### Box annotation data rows
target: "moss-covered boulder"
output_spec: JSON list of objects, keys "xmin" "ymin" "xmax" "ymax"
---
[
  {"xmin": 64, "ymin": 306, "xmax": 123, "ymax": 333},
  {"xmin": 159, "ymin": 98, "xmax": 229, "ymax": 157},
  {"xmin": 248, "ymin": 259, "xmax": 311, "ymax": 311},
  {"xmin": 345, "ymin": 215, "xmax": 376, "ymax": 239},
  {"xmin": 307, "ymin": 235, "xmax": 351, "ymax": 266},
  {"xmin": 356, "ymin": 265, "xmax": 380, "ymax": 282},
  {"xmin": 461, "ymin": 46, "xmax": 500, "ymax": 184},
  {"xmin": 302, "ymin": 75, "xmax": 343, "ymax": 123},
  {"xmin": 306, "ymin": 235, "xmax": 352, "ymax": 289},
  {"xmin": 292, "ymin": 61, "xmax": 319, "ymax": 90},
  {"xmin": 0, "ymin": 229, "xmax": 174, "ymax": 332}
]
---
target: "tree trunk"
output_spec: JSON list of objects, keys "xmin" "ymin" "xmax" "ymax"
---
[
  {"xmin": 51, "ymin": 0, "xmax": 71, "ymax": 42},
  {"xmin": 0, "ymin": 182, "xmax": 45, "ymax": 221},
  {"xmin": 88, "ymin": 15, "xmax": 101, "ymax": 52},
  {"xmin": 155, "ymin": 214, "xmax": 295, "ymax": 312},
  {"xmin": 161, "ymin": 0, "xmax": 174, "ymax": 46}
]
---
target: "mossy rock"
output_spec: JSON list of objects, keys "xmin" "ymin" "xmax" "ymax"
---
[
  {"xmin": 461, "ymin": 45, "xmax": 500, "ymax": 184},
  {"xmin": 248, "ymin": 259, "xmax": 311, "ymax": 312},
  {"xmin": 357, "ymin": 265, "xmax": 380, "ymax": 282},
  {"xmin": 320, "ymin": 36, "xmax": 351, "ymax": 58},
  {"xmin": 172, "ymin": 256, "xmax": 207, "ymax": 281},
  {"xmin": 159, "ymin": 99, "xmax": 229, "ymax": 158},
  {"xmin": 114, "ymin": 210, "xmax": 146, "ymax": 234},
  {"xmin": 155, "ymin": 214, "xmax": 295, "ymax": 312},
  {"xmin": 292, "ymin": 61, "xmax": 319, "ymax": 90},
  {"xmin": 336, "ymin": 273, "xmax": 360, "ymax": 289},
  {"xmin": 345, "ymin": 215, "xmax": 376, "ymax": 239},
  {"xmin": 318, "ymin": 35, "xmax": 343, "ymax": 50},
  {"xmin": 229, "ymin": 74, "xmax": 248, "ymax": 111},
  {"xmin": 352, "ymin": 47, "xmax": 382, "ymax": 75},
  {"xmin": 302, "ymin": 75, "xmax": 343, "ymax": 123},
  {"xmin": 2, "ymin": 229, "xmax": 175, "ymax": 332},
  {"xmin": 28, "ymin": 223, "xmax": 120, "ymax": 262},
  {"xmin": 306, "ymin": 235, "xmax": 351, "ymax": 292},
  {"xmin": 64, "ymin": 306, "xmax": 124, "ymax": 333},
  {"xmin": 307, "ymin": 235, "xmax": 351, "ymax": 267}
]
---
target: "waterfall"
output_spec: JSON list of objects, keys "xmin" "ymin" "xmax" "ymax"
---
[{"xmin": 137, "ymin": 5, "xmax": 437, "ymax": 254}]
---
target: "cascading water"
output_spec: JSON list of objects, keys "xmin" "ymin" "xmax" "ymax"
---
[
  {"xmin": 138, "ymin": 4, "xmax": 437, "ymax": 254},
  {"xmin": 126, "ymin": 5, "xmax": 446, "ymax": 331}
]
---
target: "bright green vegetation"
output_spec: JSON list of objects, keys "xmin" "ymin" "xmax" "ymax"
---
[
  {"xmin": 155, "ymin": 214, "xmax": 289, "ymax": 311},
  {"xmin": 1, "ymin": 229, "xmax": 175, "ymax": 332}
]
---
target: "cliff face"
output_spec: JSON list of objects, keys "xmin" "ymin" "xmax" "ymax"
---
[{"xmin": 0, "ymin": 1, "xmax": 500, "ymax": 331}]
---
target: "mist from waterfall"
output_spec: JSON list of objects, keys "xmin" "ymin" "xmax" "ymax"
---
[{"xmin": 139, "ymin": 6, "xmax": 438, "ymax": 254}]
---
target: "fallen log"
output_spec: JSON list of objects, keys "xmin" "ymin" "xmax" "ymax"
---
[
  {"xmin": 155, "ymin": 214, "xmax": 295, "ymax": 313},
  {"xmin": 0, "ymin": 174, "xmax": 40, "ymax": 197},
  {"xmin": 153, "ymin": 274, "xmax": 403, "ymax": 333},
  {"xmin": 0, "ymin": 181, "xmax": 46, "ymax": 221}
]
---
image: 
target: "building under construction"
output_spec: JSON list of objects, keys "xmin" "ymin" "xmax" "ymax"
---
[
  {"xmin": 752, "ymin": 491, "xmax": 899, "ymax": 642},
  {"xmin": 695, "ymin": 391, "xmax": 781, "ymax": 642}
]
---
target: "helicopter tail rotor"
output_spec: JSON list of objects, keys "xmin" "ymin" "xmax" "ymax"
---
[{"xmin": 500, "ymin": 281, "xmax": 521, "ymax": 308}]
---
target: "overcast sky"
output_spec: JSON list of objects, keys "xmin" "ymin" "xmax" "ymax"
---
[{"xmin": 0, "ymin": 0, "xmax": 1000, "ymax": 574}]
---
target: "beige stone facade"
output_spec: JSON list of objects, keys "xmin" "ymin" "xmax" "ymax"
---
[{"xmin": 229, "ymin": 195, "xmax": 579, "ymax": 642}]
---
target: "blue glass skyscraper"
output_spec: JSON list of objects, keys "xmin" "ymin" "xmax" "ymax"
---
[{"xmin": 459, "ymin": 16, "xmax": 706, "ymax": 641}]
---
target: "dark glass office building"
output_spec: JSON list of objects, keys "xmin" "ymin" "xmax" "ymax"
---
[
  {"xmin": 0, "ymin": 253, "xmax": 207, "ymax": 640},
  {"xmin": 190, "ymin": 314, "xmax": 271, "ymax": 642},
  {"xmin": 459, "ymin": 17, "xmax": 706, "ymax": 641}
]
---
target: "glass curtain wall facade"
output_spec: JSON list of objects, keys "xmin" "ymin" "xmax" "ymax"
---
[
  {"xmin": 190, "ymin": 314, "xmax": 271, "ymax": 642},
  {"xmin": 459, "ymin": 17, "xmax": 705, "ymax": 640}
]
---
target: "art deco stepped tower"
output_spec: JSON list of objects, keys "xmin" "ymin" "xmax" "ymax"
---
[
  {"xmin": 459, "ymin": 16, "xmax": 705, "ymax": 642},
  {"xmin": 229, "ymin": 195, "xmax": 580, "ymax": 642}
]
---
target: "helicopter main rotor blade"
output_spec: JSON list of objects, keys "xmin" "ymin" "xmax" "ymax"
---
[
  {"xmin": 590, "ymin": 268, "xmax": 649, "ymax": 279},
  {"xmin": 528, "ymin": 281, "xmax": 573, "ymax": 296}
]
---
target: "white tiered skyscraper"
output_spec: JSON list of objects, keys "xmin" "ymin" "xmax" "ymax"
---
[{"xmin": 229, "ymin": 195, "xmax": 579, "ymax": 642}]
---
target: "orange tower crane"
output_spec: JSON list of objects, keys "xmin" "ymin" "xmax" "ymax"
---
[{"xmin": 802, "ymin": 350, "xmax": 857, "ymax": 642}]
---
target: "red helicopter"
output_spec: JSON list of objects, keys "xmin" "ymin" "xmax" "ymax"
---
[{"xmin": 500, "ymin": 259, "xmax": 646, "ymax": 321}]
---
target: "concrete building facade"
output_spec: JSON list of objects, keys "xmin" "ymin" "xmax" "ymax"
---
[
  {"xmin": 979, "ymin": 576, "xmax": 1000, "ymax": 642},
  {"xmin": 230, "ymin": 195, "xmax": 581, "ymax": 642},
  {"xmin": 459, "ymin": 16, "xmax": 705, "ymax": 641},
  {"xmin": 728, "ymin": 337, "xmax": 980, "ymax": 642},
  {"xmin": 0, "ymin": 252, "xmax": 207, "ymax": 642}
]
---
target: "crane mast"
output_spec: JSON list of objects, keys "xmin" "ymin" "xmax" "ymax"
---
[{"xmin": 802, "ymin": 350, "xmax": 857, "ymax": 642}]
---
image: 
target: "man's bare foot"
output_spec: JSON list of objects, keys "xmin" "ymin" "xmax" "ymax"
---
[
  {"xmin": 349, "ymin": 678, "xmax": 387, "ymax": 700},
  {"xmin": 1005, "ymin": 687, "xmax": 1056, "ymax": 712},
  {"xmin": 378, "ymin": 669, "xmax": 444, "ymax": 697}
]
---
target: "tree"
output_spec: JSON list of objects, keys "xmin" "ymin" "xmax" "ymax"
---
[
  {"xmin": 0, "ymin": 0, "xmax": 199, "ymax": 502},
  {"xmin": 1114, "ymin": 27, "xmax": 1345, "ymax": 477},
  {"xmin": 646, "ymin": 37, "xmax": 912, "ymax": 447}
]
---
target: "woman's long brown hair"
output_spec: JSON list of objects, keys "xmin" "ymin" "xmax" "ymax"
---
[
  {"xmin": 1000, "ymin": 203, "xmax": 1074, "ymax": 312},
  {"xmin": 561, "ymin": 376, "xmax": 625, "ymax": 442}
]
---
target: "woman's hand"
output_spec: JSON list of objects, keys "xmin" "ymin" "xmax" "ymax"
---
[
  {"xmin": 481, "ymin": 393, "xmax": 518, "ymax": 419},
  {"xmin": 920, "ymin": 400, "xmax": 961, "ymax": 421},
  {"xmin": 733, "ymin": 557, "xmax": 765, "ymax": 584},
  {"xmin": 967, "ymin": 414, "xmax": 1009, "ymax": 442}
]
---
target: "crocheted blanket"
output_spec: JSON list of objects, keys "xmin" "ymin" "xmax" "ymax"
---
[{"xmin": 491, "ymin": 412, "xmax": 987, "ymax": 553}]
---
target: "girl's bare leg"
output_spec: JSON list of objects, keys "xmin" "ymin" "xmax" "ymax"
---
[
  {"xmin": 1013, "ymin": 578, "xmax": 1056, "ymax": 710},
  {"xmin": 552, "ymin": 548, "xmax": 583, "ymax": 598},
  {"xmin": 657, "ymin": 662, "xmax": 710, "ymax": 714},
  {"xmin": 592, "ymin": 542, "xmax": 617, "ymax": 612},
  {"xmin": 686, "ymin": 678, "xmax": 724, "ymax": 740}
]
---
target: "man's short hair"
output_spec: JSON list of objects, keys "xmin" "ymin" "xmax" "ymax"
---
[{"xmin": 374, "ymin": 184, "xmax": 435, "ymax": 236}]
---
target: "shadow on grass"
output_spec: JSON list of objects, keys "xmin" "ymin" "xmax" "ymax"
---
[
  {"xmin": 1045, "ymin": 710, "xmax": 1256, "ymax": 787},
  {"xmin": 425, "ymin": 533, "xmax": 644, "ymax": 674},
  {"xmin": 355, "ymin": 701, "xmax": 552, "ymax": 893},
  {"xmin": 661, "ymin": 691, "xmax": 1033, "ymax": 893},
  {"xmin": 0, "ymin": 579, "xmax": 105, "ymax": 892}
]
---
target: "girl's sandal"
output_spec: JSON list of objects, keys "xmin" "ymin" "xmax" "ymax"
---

### Goal
Please extract every line of the listing above that contains the string "tower", matching case exactly.

### Answer below
target: "art deco stepped tower"
target: "orange tower crane"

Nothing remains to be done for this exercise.